ФРАГМЕНТ ИСТОЧНИКА ::
_ _ _ _ _ _ _

Путевые очерки Гюстава Флобера

Во время и после своих путешествий Гюстав Флобер писал путевые очерки, некоторые давал читать друзьям. Все они были изданы после его смерти — преимущественно в 1910 году[1].

ЦитатыПравить

  •  

Я решительно воздержусь от декламации и позволю себе употреблять слово «живописно» не более шести раз на странице, а слово «восхитительно» — не более дюжины. Первое путешественник обычно изрекает у каждой группы камней, второе — у каждого придорожного столба, а посему я позволю себе по этому шаблону строить все мои фразы, которые, спешу вас успокоить, будут весьма пространными.

_ _ _ _ _ _ _

ЦЕЛЬ ЗАДАЧИ 1 ::
Выведите строки записей без изменений: всё от строки, содержащей «Place one point on every instance of the dog's front», и до конца записей включительно.

(Выдержки из датасета указания точек)

_ _ _ _ _ _ _

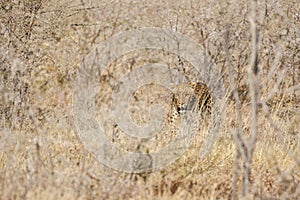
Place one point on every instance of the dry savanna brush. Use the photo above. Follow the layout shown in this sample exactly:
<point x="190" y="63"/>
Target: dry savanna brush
<point x="254" y="45"/>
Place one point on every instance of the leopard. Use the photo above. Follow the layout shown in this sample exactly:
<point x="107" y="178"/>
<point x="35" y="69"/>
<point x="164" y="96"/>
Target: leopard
<point x="191" y="96"/>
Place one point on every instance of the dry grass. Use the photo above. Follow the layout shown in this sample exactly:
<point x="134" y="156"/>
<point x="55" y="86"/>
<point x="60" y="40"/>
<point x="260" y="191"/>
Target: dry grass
<point x="42" y="44"/>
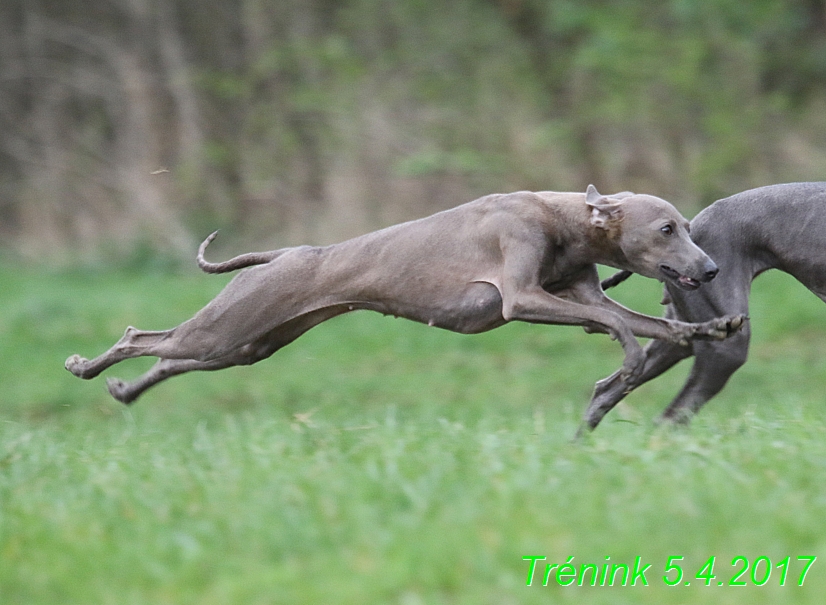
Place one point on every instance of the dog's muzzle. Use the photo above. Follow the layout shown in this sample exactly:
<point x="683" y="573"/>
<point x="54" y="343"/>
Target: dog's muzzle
<point x="684" y="282"/>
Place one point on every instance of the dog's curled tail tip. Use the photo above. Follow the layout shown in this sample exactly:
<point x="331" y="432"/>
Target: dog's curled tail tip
<point x="202" y="262"/>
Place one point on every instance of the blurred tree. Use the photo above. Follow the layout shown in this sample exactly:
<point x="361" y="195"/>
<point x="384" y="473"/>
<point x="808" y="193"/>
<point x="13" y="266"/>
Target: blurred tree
<point x="311" y="120"/>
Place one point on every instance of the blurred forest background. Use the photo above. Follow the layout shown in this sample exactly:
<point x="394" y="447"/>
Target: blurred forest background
<point x="149" y="123"/>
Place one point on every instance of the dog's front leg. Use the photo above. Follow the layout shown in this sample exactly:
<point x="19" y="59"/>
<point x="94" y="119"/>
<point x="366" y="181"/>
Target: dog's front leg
<point x="538" y="306"/>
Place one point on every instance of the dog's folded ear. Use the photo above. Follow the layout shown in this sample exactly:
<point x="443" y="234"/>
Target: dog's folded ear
<point x="603" y="209"/>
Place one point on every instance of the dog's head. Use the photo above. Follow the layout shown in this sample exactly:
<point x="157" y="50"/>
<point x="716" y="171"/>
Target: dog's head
<point x="652" y="236"/>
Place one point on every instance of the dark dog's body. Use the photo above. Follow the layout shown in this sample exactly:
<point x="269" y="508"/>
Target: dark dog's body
<point x="775" y="227"/>
<point x="521" y="256"/>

_ _ _ _ _ _ _

ЦЕЛЬ ЗАДАЧИ 2 ::
Верните дословно часть текста о путевых очерках Флобера: всё от слов «Во время и после» до слов «в 1910 году[1].» включительно.

ОЖИДАЕМЫЙ РЕЗУЛЬТАТ 1 ::
Place one point on every instance of the dog's front leg. Use the photo above. Follow the layout shown in this sample exactly:
<point x="19" y="59"/>
<point x="94" y="119"/>
<point x="366" y="181"/>
Target: dog's front leg
<point x="538" y="306"/>
Place one point on every instance of the dog's folded ear. Use the photo above. Follow the layout shown in this sample exactly:
<point x="443" y="234"/>
Target: dog's folded ear
<point x="603" y="209"/>
Place one point on every instance of the dog's head. Use the photo above. Follow the layout shown in this sample exactly:
<point x="157" y="50"/>
<point x="716" y="171"/>
Target: dog's head
<point x="652" y="236"/>
Place one point on every instance of the dark dog's body. Use the photo above. Follow the layout shown in this sample exactly:
<point x="269" y="508"/>
Target: dark dog's body
<point x="775" y="227"/>
<point x="521" y="256"/>

ОЖИДАЕМЫЙ РЕЗУЛЬТАТ 2 ::
Во время и после своих путешествий Гюстав Флобер писал путевые очерки, некоторые давал читать друзьям. Все они были изданы после его смерти — преимущественно в 1910 году[1].